◆ **TASK STATEMENT**
Recast the rows starting with the line containing "Your task is to find each potted" and going on through the line containing "[519,2,640,426]" as a two-column CSV with the headers text and answer, one line per row. Put each value in its own quoted field and replace any line breaks with spaces.

Detection rows
start
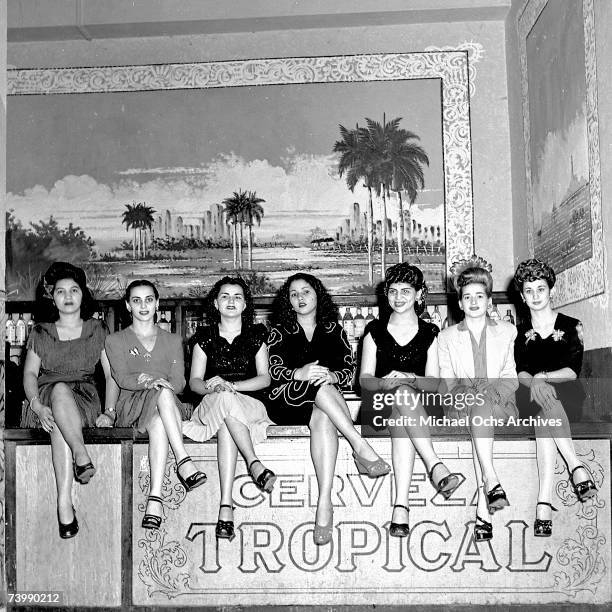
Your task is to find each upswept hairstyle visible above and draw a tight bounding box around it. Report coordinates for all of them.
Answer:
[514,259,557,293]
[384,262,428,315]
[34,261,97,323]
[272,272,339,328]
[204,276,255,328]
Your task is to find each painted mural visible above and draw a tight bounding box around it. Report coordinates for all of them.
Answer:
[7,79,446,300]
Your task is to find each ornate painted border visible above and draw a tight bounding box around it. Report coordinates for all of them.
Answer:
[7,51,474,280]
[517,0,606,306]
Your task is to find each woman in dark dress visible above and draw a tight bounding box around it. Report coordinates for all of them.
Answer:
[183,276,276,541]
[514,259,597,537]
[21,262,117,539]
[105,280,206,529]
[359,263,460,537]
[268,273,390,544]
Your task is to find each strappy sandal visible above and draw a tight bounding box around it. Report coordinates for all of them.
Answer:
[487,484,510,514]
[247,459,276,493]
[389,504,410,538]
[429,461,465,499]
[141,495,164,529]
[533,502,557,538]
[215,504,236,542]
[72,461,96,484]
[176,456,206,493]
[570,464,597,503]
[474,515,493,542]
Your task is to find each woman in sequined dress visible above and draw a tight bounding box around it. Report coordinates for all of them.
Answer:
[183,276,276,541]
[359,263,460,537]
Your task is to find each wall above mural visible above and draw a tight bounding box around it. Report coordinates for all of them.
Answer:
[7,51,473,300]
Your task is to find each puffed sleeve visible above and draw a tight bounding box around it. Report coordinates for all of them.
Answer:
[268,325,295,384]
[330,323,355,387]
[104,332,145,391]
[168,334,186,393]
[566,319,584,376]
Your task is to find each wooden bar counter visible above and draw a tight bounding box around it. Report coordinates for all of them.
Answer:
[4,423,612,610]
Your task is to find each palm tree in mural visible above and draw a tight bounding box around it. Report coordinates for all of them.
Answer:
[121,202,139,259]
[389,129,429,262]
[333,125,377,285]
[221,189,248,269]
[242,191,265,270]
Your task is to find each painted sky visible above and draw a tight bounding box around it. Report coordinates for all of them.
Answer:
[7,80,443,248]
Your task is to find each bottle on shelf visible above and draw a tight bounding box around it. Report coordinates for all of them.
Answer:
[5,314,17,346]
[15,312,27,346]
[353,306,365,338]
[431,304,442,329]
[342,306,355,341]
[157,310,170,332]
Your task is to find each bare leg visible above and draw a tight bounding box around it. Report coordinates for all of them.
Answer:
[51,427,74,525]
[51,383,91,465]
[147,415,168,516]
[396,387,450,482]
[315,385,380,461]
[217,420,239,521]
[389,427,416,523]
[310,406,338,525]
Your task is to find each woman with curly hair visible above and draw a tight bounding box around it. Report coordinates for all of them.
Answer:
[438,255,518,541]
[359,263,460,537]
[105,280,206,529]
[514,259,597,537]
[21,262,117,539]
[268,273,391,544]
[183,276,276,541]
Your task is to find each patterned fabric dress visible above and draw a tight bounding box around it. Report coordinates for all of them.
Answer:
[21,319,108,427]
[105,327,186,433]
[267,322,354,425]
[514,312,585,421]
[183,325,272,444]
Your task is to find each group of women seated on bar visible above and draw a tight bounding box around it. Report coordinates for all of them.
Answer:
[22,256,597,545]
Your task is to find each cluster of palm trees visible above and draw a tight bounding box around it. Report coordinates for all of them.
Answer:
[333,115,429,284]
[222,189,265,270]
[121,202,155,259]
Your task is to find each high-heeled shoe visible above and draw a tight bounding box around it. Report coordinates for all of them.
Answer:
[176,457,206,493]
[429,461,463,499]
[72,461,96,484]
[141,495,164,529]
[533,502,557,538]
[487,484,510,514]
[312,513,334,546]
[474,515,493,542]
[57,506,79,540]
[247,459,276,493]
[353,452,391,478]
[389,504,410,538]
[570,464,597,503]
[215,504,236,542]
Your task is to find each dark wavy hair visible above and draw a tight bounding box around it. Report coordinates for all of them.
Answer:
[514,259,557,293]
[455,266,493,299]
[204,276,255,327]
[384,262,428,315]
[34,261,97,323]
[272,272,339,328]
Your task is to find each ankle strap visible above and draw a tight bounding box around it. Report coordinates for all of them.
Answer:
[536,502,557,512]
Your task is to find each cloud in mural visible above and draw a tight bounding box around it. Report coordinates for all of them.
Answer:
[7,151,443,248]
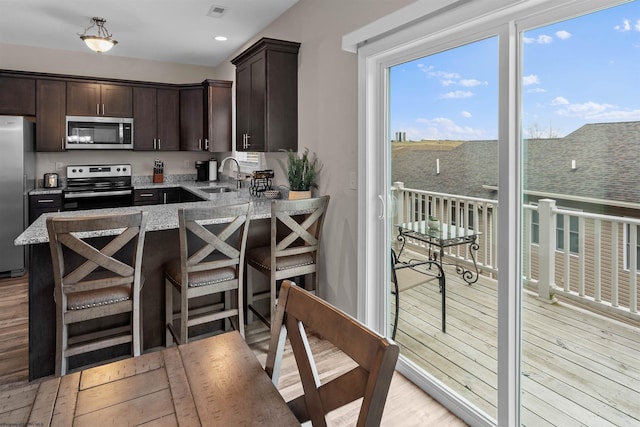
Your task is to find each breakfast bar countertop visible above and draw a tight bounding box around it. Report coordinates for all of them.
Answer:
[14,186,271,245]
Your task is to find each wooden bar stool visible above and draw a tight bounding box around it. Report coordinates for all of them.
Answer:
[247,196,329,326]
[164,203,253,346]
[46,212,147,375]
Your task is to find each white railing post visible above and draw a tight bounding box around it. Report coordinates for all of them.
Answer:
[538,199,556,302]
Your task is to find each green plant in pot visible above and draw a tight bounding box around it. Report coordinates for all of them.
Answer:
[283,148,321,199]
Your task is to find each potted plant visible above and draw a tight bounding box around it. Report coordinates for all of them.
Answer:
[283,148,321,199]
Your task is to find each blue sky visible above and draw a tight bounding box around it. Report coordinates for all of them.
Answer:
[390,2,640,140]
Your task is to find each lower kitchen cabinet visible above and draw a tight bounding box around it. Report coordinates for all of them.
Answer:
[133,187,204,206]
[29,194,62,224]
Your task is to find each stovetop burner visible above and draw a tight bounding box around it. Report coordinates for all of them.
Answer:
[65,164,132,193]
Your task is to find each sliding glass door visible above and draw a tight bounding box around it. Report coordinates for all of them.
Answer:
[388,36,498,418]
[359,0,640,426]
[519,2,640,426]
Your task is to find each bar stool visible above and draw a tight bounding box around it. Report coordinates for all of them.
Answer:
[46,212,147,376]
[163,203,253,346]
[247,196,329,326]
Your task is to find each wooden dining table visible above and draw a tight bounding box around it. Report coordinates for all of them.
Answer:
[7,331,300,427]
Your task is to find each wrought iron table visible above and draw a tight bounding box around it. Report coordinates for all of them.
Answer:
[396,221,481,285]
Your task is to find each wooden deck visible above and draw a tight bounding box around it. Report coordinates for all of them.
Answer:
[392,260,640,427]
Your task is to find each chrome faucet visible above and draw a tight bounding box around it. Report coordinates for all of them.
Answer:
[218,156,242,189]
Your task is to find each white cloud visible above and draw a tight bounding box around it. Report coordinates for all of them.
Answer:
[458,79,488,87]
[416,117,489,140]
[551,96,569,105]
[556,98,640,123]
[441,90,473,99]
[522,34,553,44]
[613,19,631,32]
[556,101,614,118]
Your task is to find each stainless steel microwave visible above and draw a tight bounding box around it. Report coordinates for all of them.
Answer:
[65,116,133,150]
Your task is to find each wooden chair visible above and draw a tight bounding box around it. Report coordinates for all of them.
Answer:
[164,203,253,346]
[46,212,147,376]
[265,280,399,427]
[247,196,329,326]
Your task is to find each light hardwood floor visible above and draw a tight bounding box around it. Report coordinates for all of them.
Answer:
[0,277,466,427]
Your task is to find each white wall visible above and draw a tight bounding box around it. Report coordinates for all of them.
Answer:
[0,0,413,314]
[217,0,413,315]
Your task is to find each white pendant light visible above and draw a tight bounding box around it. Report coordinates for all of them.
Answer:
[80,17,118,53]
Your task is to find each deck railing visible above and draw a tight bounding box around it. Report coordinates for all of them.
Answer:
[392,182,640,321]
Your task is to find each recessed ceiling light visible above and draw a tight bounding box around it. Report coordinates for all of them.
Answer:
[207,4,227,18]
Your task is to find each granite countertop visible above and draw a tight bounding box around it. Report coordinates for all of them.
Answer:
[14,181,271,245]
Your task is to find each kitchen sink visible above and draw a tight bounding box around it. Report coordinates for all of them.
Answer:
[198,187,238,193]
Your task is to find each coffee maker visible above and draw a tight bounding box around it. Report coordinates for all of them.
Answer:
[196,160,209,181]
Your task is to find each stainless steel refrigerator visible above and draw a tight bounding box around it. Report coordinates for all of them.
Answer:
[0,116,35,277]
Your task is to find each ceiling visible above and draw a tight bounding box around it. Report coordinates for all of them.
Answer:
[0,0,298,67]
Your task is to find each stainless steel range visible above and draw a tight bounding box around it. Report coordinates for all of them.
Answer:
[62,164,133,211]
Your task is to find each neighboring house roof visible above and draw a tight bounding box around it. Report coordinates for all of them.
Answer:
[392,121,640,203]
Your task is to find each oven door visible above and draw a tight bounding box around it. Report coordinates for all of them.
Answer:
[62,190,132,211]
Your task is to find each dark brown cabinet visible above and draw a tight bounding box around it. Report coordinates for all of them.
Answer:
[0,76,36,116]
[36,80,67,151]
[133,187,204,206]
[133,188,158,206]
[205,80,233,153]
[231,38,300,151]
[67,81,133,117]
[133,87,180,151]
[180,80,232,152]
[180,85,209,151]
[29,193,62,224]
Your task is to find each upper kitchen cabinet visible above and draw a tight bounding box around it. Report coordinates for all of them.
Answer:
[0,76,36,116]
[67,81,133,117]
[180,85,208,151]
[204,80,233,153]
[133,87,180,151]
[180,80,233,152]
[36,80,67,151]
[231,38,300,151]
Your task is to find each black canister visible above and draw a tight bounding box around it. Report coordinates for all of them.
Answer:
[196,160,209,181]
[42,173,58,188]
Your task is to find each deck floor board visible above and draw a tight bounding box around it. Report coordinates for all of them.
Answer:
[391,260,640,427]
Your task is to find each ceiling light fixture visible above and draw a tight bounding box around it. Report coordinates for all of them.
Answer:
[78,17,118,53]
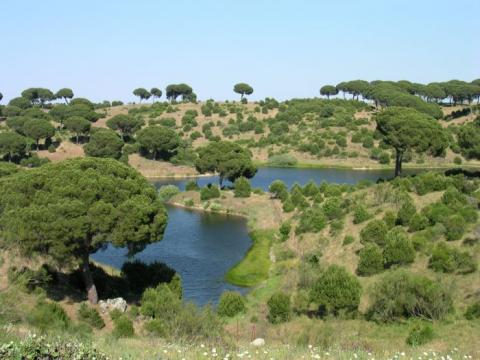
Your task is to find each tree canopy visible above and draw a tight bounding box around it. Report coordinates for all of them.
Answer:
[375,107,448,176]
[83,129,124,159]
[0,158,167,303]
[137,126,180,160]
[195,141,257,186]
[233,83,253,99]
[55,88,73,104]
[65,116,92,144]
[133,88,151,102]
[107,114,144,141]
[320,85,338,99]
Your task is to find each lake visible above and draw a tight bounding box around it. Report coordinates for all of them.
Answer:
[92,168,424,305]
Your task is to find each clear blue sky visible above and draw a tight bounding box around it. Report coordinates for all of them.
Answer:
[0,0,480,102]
end
◆ **SOLUTION TO THE EXERCISE**
text,answer
"Your task is to find each potted plant visible above and draw a tight bounding box around it. Report coordinates for all of them. Answer:","[283,148,321,199]"
"Your task is to find each blue sky visible above and draw a tight bounding box around it. Report coordinates for all of them. Answer:","[390,2,640,140]"
"Your task is to find each lower kitchen cabinet visible above and draw a tight bounding box around it. Report coordinates for all of them. Answer:","[133,187,204,206] [29,194,62,224]"
"Your task is to find each stovetop burner visible above and draw a tight bounding box around it. Report coordinates for all of them. Answer:","[65,164,132,193]"
"Your task is to find each sliding glass door visible above and draw a tight bounding box around it. Report coordinates for all of them. Answer:","[388,36,498,418] [359,0,640,426] [519,2,640,426]"